_Exercise instructions_
Take the data below. Output it exactly from its first line through the line containing "Locate each instance of the side".
══ Source data
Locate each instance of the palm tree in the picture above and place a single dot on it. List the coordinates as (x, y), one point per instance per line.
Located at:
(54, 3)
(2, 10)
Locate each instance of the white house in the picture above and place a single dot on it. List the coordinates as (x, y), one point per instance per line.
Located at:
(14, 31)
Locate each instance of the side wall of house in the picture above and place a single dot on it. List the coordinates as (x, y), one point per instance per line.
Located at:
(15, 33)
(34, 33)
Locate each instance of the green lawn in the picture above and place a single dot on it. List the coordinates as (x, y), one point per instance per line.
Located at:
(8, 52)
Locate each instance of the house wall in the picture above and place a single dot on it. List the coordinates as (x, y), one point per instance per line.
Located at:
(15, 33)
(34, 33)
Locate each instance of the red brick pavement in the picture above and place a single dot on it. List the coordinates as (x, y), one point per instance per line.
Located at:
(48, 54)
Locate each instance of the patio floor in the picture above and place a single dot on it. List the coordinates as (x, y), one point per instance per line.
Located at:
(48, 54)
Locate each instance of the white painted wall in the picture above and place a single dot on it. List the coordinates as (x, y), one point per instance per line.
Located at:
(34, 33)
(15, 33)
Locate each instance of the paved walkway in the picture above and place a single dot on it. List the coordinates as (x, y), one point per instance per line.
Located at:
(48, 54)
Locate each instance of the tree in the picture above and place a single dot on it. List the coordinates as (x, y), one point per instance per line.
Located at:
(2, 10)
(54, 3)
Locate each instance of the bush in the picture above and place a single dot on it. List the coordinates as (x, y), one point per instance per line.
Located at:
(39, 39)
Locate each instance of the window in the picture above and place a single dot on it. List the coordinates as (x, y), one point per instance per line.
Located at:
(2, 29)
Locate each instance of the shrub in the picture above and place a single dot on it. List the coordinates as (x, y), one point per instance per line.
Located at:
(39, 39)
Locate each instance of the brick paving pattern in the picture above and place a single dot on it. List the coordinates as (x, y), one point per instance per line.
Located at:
════
_Completed exercise_
Locate each instance of the palm tree in the picture above and place a single dot on it. List the coordinates as (x, y), one point per instance per line.
Located at:
(54, 3)
(2, 10)
Locate each instance of the white house in the picture above and place a single dot on it. List the coordinates as (x, y), one point per instance per line.
Located at:
(14, 31)
Locate each instance of the side wall of house in the picture above and place a single dot on it. List the coordinates as (x, y), one point per instance per line.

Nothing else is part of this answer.